§ Raw records:
::::::::
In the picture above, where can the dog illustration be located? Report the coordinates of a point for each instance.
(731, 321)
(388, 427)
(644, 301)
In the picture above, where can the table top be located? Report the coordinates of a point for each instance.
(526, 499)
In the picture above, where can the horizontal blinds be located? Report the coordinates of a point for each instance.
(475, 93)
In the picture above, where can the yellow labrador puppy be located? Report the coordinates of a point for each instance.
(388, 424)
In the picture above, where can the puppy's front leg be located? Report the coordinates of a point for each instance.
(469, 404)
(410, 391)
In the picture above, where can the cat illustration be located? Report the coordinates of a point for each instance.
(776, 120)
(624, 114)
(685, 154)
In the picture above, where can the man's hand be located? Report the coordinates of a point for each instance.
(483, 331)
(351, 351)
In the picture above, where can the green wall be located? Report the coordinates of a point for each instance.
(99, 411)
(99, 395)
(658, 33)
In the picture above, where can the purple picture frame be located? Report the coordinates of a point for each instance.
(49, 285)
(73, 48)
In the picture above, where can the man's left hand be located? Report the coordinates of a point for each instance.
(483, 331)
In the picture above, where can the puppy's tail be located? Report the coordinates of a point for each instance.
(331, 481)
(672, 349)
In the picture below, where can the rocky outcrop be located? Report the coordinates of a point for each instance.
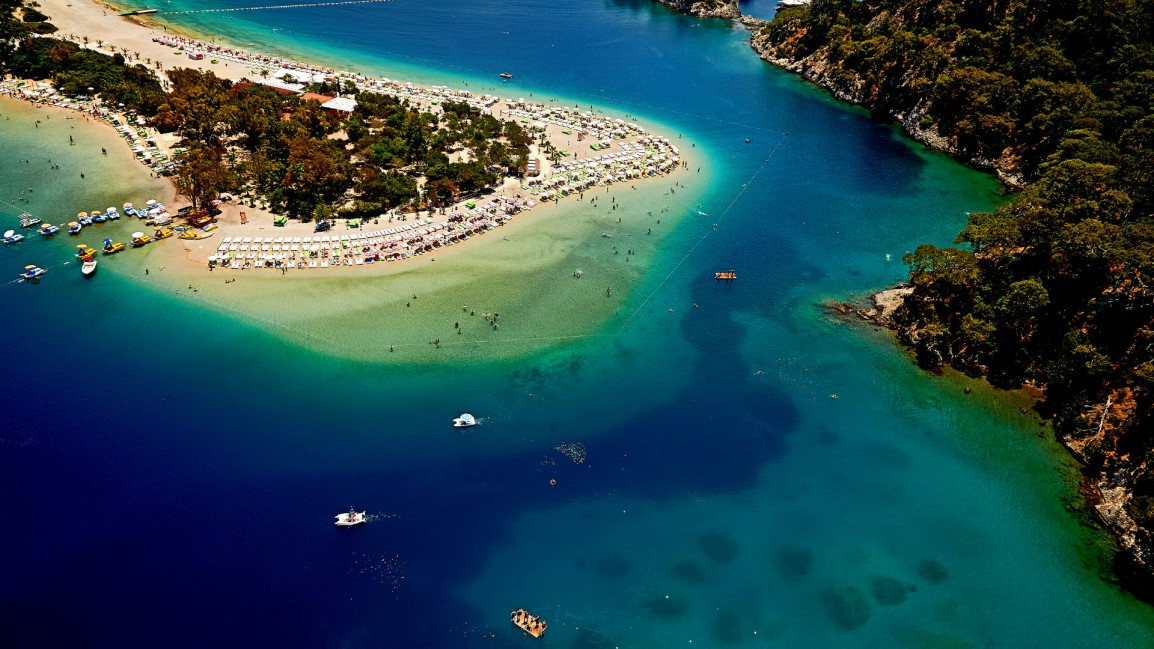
(726, 9)
(1111, 474)
(847, 87)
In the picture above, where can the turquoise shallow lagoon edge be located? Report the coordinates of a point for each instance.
(189, 461)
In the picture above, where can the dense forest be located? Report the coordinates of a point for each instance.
(1056, 286)
(298, 158)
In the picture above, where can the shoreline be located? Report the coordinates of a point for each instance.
(638, 156)
(527, 275)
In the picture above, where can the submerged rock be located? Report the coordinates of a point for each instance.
(793, 562)
(933, 571)
(889, 591)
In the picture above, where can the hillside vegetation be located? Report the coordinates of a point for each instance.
(1056, 286)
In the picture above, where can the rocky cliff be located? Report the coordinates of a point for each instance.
(780, 49)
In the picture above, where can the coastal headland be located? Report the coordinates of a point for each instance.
(562, 254)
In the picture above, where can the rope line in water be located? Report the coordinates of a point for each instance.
(298, 6)
(744, 186)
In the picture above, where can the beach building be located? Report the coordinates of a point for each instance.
(339, 106)
(315, 97)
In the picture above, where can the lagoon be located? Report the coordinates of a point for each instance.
(754, 474)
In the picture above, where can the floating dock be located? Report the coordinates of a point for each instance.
(532, 625)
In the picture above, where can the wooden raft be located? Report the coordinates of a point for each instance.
(532, 625)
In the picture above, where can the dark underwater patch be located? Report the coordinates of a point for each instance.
(719, 547)
(846, 606)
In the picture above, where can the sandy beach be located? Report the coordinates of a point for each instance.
(546, 270)
(162, 49)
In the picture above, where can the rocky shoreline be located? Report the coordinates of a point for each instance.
(1107, 484)
(818, 69)
(726, 9)
(1107, 490)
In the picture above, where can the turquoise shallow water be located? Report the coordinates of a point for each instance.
(174, 469)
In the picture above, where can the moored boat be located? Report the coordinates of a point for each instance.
(351, 517)
(465, 420)
(194, 235)
(111, 247)
(31, 271)
(532, 625)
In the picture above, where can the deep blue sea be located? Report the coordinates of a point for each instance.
(754, 474)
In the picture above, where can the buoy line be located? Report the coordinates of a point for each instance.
(297, 6)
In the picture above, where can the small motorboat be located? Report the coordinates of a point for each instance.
(351, 517)
(530, 624)
(31, 271)
(465, 420)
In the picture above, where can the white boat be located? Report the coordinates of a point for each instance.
(31, 271)
(351, 517)
(465, 420)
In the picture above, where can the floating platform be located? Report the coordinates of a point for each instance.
(532, 625)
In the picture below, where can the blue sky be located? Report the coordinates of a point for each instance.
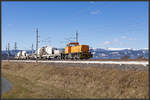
(99, 24)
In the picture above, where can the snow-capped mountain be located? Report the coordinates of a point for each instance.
(117, 53)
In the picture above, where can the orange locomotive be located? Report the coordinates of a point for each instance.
(76, 51)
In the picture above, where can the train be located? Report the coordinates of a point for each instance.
(73, 51)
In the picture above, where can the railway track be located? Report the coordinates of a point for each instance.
(145, 63)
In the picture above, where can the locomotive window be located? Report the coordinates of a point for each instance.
(52, 51)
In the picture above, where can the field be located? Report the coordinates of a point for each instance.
(39, 80)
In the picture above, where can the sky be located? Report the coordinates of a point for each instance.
(99, 24)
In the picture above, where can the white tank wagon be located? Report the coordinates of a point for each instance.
(48, 52)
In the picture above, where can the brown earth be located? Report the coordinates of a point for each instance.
(36, 80)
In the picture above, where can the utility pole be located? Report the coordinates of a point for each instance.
(6, 47)
(32, 49)
(15, 47)
(76, 36)
(37, 44)
(8, 51)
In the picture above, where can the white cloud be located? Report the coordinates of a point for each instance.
(92, 2)
(95, 12)
(132, 38)
(116, 40)
(106, 42)
(123, 37)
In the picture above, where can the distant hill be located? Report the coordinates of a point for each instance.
(100, 53)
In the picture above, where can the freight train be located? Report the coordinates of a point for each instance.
(72, 51)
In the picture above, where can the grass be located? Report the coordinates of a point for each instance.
(31, 80)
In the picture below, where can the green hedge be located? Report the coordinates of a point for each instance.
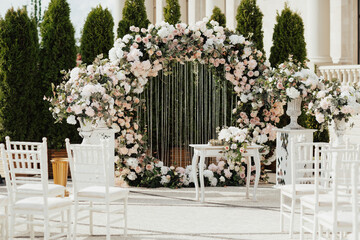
(57, 52)
(97, 36)
(218, 16)
(134, 14)
(288, 38)
(172, 12)
(20, 96)
(249, 22)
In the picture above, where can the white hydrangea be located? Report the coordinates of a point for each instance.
(292, 93)
(132, 176)
(235, 39)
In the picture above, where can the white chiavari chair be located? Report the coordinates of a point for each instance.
(28, 181)
(84, 165)
(321, 200)
(338, 221)
(49, 208)
(303, 179)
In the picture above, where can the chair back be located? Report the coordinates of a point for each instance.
(344, 180)
(355, 199)
(88, 164)
(25, 162)
(306, 160)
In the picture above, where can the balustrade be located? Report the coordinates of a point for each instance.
(346, 74)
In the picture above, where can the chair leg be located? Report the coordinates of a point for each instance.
(292, 217)
(108, 221)
(62, 221)
(12, 225)
(301, 222)
(46, 228)
(6, 223)
(68, 218)
(32, 234)
(315, 229)
(281, 212)
(91, 218)
(125, 217)
(76, 206)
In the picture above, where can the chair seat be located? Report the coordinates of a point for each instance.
(325, 200)
(37, 189)
(3, 200)
(299, 188)
(344, 218)
(99, 192)
(37, 203)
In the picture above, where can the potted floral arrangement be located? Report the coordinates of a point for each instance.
(293, 83)
(235, 140)
(90, 94)
(335, 103)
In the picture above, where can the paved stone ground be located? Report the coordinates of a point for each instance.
(174, 214)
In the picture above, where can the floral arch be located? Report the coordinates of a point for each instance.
(109, 88)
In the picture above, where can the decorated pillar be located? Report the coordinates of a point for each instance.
(318, 31)
(159, 11)
(209, 7)
(230, 11)
(116, 8)
(341, 31)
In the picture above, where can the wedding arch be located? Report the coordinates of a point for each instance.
(109, 90)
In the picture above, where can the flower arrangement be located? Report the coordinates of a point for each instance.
(235, 140)
(291, 80)
(91, 93)
(334, 102)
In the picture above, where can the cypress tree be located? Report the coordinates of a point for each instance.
(218, 16)
(288, 38)
(249, 22)
(97, 36)
(19, 92)
(58, 52)
(134, 14)
(172, 12)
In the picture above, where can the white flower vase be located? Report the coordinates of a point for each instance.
(294, 111)
(85, 130)
(339, 127)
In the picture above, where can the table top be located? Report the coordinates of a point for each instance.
(211, 147)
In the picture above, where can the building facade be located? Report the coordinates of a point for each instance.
(331, 26)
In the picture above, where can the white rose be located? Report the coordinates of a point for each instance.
(292, 93)
(71, 120)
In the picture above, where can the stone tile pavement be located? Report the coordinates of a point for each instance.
(173, 214)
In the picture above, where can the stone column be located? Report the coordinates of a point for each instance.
(116, 8)
(150, 9)
(340, 31)
(209, 7)
(159, 11)
(230, 10)
(318, 31)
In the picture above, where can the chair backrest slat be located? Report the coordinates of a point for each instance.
(84, 164)
(25, 162)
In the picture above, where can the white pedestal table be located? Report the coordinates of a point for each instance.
(205, 150)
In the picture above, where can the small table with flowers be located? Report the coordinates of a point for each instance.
(207, 150)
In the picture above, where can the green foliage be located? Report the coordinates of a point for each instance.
(172, 12)
(36, 14)
(218, 16)
(309, 121)
(97, 36)
(57, 52)
(249, 22)
(20, 96)
(288, 38)
(134, 14)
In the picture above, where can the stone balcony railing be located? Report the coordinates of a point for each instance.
(347, 74)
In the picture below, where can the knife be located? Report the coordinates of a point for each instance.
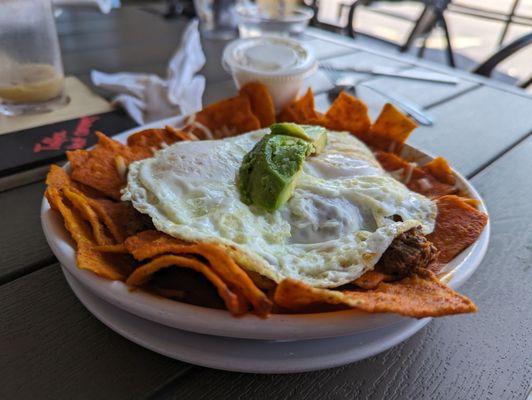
(406, 105)
(383, 70)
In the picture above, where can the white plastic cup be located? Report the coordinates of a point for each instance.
(282, 64)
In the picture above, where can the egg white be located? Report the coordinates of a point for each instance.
(335, 227)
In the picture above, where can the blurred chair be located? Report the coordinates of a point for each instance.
(487, 67)
(431, 17)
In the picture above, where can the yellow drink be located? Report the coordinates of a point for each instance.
(30, 83)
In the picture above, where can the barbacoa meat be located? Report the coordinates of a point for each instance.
(408, 252)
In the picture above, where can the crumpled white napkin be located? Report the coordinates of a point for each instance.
(148, 97)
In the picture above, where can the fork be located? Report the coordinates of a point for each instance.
(341, 82)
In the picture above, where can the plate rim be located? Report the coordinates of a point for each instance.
(148, 336)
(277, 326)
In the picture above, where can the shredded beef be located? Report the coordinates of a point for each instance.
(408, 252)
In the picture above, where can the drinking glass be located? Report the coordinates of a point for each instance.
(31, 71)
(217, 18)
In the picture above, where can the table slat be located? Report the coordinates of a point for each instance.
(482, 356)
(22, 243)
(51, 347)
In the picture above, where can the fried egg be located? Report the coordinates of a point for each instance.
(344, 213)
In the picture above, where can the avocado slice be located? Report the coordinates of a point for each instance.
(268, 174)
(316, 135)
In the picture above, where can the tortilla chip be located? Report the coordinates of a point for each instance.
(149, 244)
(225, 118)
(420, 295)
(108, 266)
(371, 279)
(179, 134)
(98, 168)
(261, 102)
(114, 268)
(390, 130)
(142, 275)
(112, 248)
(301, 111)
(58, 178)
(414, 177)
(348, 114)
(120, 218)
(458, 225)
(81, 204)
(440, 169)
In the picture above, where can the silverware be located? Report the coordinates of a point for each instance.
(349, 83)
(383, 70)
(412, 109)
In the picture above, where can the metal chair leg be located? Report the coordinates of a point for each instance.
(425, 23)
(450, 54)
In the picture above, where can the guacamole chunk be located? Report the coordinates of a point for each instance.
(316, 135)
(268, 173)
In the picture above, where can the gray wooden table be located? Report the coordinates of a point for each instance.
(52, 347)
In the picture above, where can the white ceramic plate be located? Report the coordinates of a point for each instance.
(219, 322)
(244, 355)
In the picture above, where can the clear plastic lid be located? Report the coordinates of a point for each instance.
(269, 56)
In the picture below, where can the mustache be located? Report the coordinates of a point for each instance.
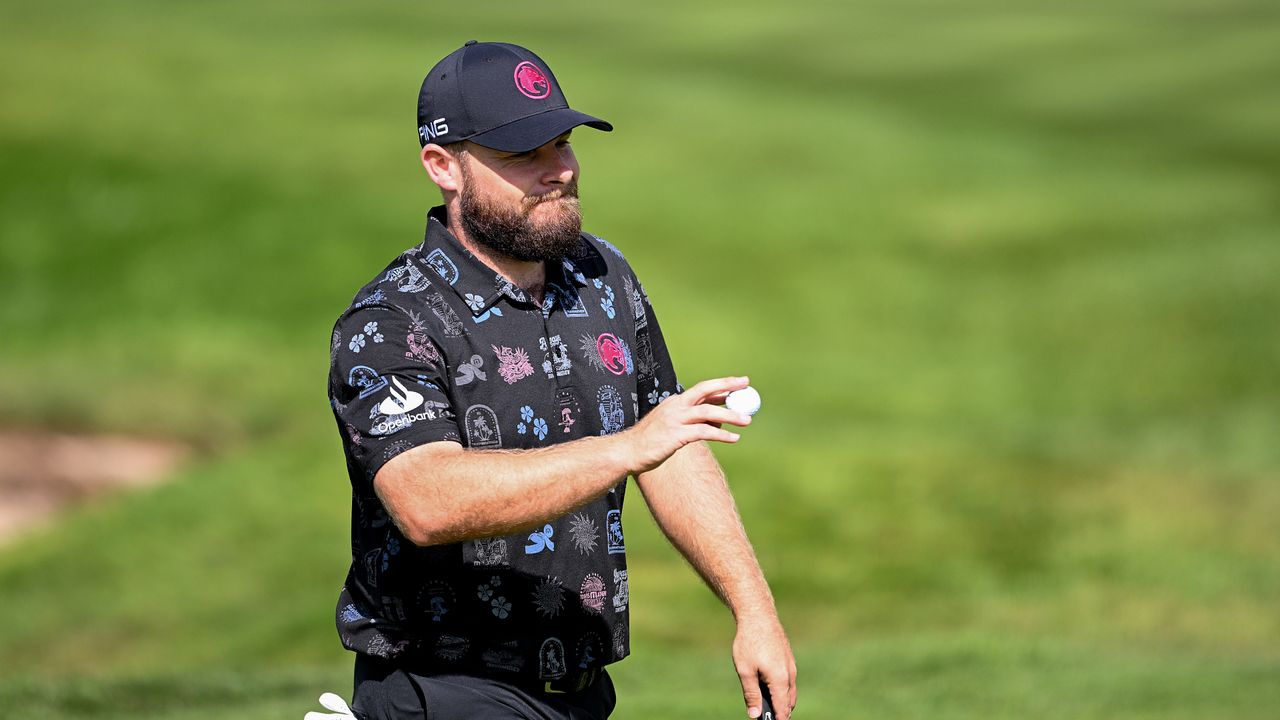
(567, 192)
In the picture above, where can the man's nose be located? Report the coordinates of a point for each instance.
(560, 168)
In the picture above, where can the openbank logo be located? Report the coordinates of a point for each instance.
(397, 411)
(400, 402)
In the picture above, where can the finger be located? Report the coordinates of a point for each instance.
(781, 695)
(717, 414)
(705, 388)
(702, 431)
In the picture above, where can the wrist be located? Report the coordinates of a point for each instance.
(618, 454)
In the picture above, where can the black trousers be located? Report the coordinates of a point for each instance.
(388, 692)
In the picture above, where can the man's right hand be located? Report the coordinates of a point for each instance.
(690, 417)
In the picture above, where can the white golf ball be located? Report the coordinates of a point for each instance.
(746, 401)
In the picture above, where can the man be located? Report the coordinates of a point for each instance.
(494, 387)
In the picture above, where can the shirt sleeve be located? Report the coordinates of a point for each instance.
(656, 374)
(387, 386)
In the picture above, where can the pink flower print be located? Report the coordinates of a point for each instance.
(513, 363)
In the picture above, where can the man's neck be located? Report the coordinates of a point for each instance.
(529, 276)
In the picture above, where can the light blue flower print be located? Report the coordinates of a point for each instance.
(501, 607)
(654, 397)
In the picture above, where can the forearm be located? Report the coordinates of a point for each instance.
(442, 493)
(693, 506)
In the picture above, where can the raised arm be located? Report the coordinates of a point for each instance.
(439, 492)
(693, 505)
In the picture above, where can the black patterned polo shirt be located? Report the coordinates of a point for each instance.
(439, 347)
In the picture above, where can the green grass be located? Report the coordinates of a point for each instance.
(1004, 273)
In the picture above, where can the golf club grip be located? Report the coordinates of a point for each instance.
(766, 705)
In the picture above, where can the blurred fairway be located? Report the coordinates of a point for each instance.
(1005, 274)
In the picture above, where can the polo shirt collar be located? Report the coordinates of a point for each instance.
(474, 282)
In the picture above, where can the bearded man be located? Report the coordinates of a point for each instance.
(494, 387)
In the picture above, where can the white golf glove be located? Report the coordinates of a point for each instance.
(337, 705)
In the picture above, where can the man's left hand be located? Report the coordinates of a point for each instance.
(763, 657)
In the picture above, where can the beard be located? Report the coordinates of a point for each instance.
(513, 232)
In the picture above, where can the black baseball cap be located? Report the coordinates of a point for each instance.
(497, 95)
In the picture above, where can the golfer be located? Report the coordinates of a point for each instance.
(494, 387)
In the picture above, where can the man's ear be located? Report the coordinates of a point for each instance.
(442, 167)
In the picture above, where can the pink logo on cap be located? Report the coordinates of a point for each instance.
::::::::
§ Exercise aim:
Set down, exactly and in full, the lines from the one containing "In the picture above, where can the golf club" through the end of the entries; no other line belongs.

§ Complete response:
In the picture above, where can the golf club grip be located? Report the coordinates of a point for each instance.
(766, 705)
In the picture above, where can the blurred fairway be located? Report the coordinates of a point for each instance.
(1005, 274)
In the picture above, where can the polo shirt collar be located? Report the coordinates of a point for each instance.
(474, 282)
In the picture above, where can the bearded man be located? Report the coordinates of a point for each instance.
(494, 387)
In the picture above, where can the white golf glove be located? Report the coordinates of a point for each instance.
(337, 705)
In the picture above, where can the man's left hand be located? Report the coordinates of a point for each instance.
(763, 657)
In the picture above, where can the beard be located? Report the coordinates of a point for each instance.
(513, 232)
In the picture above, where can the black baseball cap be located? Report the coordinates of a point for each instance.
(497, 95)
In the picture above, where can the golfer be located? Report the coordinates of a point for each instance.
(494, 387)
In the picture above, where can the man's ear be located? Report the coordinates of a point for each instance.
(442, 167)
In the picture above, where can the pink logo on cap be located? Report the coordinates of a point for each instance.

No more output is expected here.